[EXTRAIT DU DOCUMENT]
Ces albums qui traversent les époques

Pensez au film de votre vie. Quelle en serait la bande sonore ? Dans la foulée du 50e anniversaire de la sortie de The Dark Side of the Moon, Virage vous a demandé de lister les albums qui traversent les époques, ces disques mythiques qui vous ont fait vibrer. Signe qu’il y a bien des mélomanes parmi vous, vous avez été nombreux à répondre à notre appel à tous lancé dans l’infolettre de mars. En rafale, quelques extraits.

« L’Heptade d’Harmonium », répond Denis Vézina dans un courriel. Se remémorant sa jeune vingtaine, il évoque une « musique planante » qui lui rappelle « les magnifiques levers de soleil sur les Plaines (en bonne compagnie) » et le temps passé sur « la route de Québec à Rivière-du-Loup ».

[LISTE]
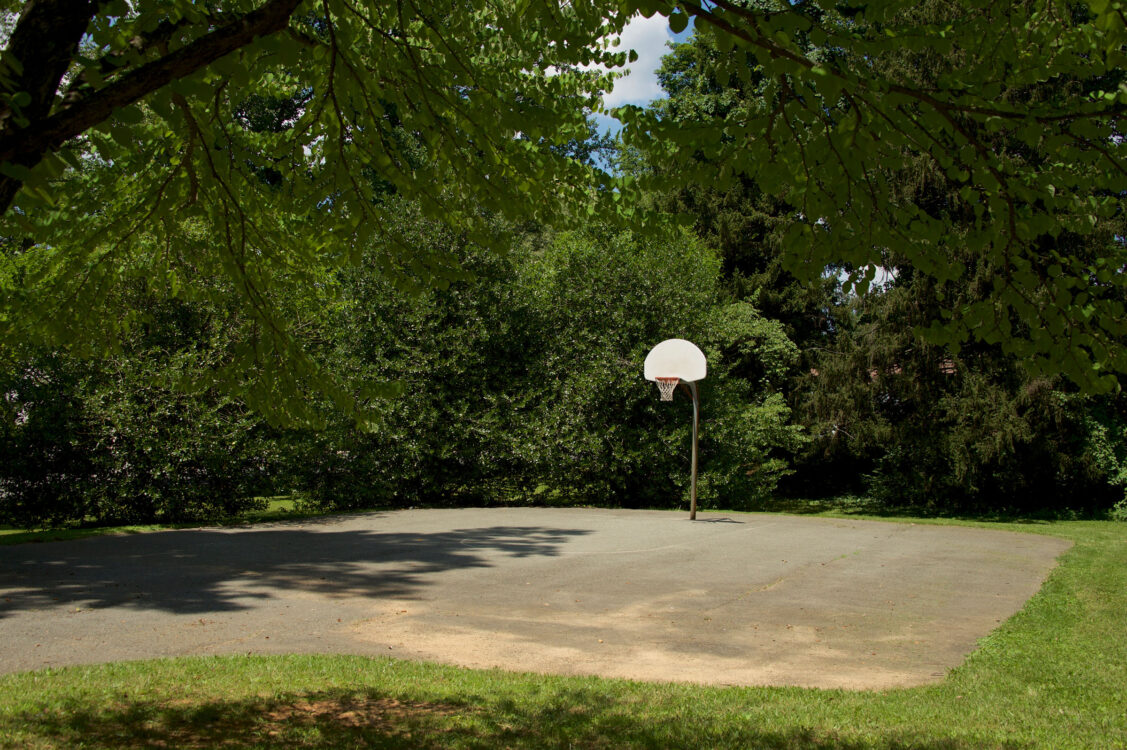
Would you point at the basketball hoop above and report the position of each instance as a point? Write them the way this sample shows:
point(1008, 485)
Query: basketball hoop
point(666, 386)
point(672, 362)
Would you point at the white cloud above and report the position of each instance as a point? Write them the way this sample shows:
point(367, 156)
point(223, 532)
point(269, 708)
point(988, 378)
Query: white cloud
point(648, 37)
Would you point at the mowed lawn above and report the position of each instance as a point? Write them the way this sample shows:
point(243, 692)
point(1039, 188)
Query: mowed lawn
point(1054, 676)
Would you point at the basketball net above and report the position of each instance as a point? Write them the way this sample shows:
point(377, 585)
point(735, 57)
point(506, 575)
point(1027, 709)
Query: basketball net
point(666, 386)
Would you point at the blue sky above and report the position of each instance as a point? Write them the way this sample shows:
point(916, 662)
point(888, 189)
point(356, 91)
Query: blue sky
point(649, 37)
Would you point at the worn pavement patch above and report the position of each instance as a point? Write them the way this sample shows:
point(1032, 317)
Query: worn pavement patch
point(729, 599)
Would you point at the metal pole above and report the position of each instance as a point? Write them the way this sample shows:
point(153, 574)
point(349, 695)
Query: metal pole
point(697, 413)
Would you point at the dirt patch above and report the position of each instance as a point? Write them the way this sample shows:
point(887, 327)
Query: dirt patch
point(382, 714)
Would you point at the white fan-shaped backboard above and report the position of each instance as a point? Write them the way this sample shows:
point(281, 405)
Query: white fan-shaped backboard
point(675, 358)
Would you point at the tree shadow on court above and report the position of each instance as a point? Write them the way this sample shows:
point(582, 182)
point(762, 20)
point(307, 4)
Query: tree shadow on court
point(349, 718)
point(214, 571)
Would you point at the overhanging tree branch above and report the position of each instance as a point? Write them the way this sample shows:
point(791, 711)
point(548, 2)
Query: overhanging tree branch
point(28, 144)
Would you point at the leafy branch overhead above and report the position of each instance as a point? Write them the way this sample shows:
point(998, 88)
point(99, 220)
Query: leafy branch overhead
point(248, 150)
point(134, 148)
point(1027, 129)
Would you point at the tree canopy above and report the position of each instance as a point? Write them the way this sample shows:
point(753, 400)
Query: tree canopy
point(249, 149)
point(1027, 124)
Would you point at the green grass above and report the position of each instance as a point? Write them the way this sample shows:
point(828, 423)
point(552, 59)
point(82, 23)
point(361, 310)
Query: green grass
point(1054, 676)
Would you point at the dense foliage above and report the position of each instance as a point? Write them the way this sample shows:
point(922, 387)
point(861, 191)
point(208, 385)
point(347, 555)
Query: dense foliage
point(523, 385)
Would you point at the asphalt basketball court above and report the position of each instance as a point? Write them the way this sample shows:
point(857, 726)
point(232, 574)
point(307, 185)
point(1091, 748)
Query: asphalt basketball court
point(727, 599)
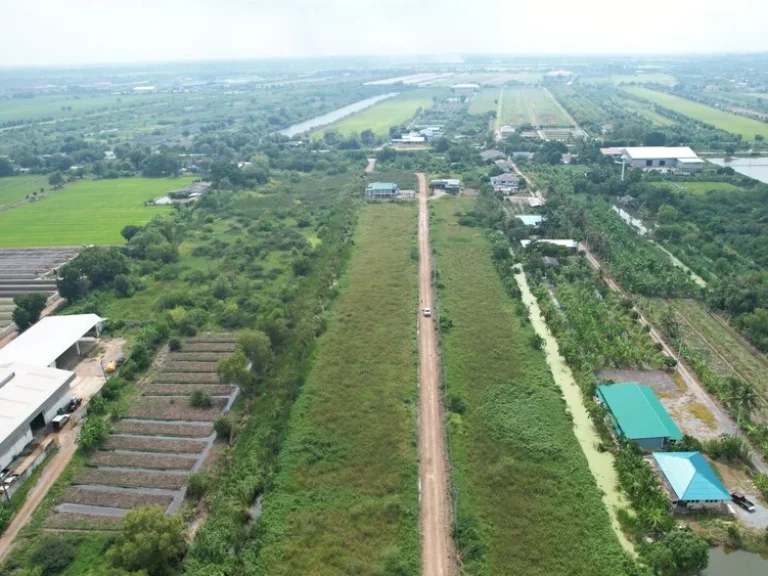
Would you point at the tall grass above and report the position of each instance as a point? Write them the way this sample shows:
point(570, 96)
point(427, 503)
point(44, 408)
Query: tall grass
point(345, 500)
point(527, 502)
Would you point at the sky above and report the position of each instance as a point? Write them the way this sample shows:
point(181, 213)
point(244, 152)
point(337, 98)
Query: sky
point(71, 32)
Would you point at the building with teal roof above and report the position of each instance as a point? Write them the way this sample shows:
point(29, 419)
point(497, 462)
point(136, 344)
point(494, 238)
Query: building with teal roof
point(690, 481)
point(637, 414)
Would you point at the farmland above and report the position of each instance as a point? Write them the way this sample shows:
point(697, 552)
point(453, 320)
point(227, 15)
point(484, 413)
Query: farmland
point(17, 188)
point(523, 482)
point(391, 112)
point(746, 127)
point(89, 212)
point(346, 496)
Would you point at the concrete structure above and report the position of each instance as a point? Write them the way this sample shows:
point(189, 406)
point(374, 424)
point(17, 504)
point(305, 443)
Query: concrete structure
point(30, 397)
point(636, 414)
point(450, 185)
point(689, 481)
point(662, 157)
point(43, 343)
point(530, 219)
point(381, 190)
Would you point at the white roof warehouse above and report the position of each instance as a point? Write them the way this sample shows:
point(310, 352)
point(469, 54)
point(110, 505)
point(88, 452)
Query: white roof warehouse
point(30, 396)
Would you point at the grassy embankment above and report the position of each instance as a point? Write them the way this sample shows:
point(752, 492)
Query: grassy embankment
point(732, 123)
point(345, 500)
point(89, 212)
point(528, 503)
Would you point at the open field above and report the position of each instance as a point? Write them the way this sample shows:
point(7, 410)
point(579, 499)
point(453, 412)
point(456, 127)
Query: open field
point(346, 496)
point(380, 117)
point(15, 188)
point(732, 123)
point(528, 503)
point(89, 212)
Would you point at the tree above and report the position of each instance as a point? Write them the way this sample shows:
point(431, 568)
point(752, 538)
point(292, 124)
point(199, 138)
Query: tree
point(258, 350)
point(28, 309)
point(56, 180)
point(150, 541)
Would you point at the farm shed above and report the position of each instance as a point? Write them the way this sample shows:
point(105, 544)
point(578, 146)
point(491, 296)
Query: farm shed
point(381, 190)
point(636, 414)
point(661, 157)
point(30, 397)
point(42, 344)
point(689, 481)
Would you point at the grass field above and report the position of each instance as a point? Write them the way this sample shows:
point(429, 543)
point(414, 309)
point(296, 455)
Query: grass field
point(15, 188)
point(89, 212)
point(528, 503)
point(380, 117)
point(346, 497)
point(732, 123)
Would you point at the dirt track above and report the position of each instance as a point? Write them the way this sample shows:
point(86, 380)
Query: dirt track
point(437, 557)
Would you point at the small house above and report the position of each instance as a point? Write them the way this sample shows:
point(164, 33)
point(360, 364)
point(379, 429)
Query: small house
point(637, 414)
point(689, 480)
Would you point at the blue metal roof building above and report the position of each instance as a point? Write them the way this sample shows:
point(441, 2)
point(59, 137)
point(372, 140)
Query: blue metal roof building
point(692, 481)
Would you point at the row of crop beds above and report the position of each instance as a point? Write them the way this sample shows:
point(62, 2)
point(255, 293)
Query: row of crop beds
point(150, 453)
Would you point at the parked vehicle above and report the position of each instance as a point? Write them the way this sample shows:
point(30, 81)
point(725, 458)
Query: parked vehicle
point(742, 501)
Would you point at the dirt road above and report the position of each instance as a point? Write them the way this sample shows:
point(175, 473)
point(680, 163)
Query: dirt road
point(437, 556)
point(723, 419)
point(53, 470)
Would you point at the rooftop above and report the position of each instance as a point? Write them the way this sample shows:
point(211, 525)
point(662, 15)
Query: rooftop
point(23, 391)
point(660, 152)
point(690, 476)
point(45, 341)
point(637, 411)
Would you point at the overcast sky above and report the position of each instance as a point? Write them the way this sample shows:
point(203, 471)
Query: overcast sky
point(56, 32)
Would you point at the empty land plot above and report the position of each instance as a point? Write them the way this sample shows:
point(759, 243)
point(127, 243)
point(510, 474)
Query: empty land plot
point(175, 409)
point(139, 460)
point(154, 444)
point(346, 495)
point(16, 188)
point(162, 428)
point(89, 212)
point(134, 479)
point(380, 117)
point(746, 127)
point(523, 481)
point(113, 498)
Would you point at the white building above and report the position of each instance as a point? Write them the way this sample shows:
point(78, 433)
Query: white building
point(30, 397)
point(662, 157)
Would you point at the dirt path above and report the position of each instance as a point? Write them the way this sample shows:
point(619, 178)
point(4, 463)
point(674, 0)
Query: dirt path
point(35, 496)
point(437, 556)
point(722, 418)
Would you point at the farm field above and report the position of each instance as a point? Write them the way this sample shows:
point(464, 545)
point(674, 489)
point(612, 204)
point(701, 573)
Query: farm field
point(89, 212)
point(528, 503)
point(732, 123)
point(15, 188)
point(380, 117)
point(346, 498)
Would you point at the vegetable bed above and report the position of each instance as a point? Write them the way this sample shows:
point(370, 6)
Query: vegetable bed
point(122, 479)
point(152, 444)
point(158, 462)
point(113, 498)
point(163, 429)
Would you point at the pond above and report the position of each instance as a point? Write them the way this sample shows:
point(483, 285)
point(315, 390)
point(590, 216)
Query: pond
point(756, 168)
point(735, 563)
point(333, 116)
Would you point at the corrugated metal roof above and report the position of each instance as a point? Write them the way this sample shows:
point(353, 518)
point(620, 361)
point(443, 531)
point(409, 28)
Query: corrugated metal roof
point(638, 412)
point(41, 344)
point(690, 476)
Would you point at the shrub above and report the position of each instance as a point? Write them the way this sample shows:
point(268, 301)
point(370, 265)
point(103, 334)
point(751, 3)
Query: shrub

[À FAIRE]
a. D'après l'extrait du document, quel anniversaire a donné lieu à l'appel lancé par Virage ?
b. Pour chacune des affirmations suivantes, dites si elle concorde avec l'extrait du document en répondant par oui ou par non, puis citez les mots qui tranchent. (i) L'appel à tous a paru dans l'infolettre de mars. (ii) Denis Vézina a envoyé sa réponse par courriel. (iii) Denis Vézina associe l'album à la route de Montréal à Québec.

[RÉPONSES PAR TÂCHE]
a. Le 50e anniversaire de la sortie de The Dark Side of the Moon.

b.
(i) Oui : « notre appel à tous lancé dans l’infolettre de mars ».
(ii) Oui : « répond Denis Vézina dans un courriel ».
(iii) Non : « la route de Québec à Rivière-du-Loup ».